[REQUIRED ACTIONS]:
**1)** In the passage on public development banks, what percentage of the 169 SDG targets does the OECD study estimate will not be reached without proper engagement of and coordination with local and regional governments?
**2)** Return the part of the passage on public development banks from "Actions to deliver" up to and including "can be observed.", copied word for word.

[GIVEN PASSAGE]:
↓↓↓

The upcoming Finance in Common Summit and 14th AFD International Research Conference on Development place public development banks (PDBs) in the spotlight as key actors for a responsible and sustainable recovery in the context of the global crisis linked to Covid-19. PDBs can certainly become a powerful force to drive change in territories and help shape a better future from a global and local perspective. Now is the best time to unlock their largely untapped potential, especially in the case of national public development banks (NDBs) and subnational public development banks (SDBs), and take the stage as key financial actors to build back better and accelerate the implementation of the 2030 Agenda and its Sustainable Development Goals (SDGs).

This blogpost is co-signed by an IDDRI research fellow (author of a study on public development banks' practices to align with the 2030 Agenda) and three members of BDMG (Brazil).

Thinking local, acting global

A recent study published by the OECD estimated that 65% of the 169 targets underlying the 17 SDGs will not be reached without proper engagement of and coordination with local and regional governments.1 Furthermore, the Covid-19 crisis has been a strong reminder of the integrated and interconnected nature of the common and global challenges we face, positioning the local sphere at the forefront of the fight against the pandemic.
Actions to deliver on the 2030 Agenda for Sustainable Development need to be universal, while trickling down to the national and local level, where vulnerabilities become tangible and deeper systemic interconnections between individual goals and targets can be observed.
Reconstruction plans must therefore be anchored in the territories. To do so, financing efforts need to remain tied to strengthening the development of local economies and communities, accelerating the implementation of the 2030 Agenda. We must appeal to the commitments of all financial actors—public and private—PDBs, especially first-tier NDBs2 and SDBs, being potential strategic tiles in this puzzle.

NDBs and SDBs as catalysers of territorial transformations and sustainable reconstruction

In addition to their traditional roles, such as acting in the financing of long-term investments,3 mitigating market failures,4 granting credit to vulnerable sectors and segments with higher risks,5 operating counter-cyclically helping economies to recover from financial instability,6 PDBs are also becoming prominent developers of new business models and key allies in SDG implementation and financing.

↑↑↑

[DATASET ENTRIES]:
↓↓↓

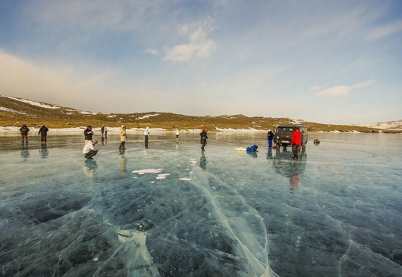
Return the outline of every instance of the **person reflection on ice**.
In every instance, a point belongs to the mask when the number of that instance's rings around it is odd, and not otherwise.
[[[22,145],[22,150],[21,151],[21,156],[23,162],[26,162],[28,161],[28,157],[29,156],[28,145],[24,146],[24,144]]]
[[[204,151],[201,152],[201,157],[199,158],[199,167],[204,170],[207,170],[207,157]]]
[[[124,150],[120,150],[120,154],[122,155],[120,159],[120,171],[122,173],[125,173],[127,171],[127,159],[124,156]]]
[[[298,186],[298,173],[294,172],[290,177],[289,178],[289,184],[290,185],[290,187],[289,189],[290,190],[296,190]]]
[[[291,193],[298,188],[299,176],[306,170],[307,158],[305,149],[301,150],[298,160],[292,160],[292,152],[287,151],[284,148],[282,152],[276,149],[275,155],[272,158],[272,167],[275,172],[289,178],[288,188]],[[267,154],[267,159],[269,158]]]
[[[84,161],[84,165],[82,166],[82,170],[84,174],[89,178],[93,178],[95,174],[95,170],[97,167],[96,162],[93,160],[85,160]]]
[[[41,144],[41,149],[39,150],[39,153],[41,154],[41,157],[43,159],[47,158],[49,153],[48,152],[46,144]]]
[[[268,152],[267,152],[267,159],[271,160],[273,158],[273,156],[272,155],[272,148],[271,147],[269,147],[268,148]]]

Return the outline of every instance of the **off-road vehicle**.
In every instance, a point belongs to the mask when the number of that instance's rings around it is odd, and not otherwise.
[[[279,149],[281,145],[286,147],[291,144],[290,139],[293,128],[298,127],[298,130],[301,133],[301,148],[306,149],[307,143],[308,134],[307,134],[307,125],[306,124],[286,124],[278,125],[276,127],[276,132],[273,138],[273,141],[276,144],[276,149]]]

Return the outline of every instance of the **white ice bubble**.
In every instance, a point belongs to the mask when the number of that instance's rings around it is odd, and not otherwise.
[[[155,169],[155,168],[150,168],[149,169],[140,169],[139,170],[133,170],[132,173],[138,173],[139,174],[143,174],[145,173],[159,173],[163,171],[163,169],[161,168],[158,168],[157,169]]]

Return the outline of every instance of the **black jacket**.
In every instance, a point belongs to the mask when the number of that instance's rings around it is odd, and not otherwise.
[[[267,138],[269,140],[273,139],[273,132],[270,131],[267,134]]]
[[[207,139],[208,137],[207,136],[207,132],[203,130],[203,131],[199,133],[199,136],[201,137],[200,143],[201,144],[207,144]]]
[[[22,126],[20,128],[20,132],[21,132],[21,135],[28,135],[29,128],[27,126]]]
[[[38,134],[41,134],[42,136],[46,136],[47,135],[48,132],[49,132],[49,129],[46,126],[43,125],[40,128],[40,129],[39,129],[39,131],[38,132]]]
[[[93,134],[93,133],[92,133],[92,130],[89,130],[87,128],[84,130],[84,135],[85,136],[85,139],[86,140],[91,140]]]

↑↑↑

[SOLUTION LIST]:
**1)** 65%

**2)**
Actions to deliver on the 2030 Agenda for Sustainable Development need to be universal, while trickling down to the national and local level, where vulnerabilities become tangible and deeper systemic interconnections between individual goals and targets can be observed.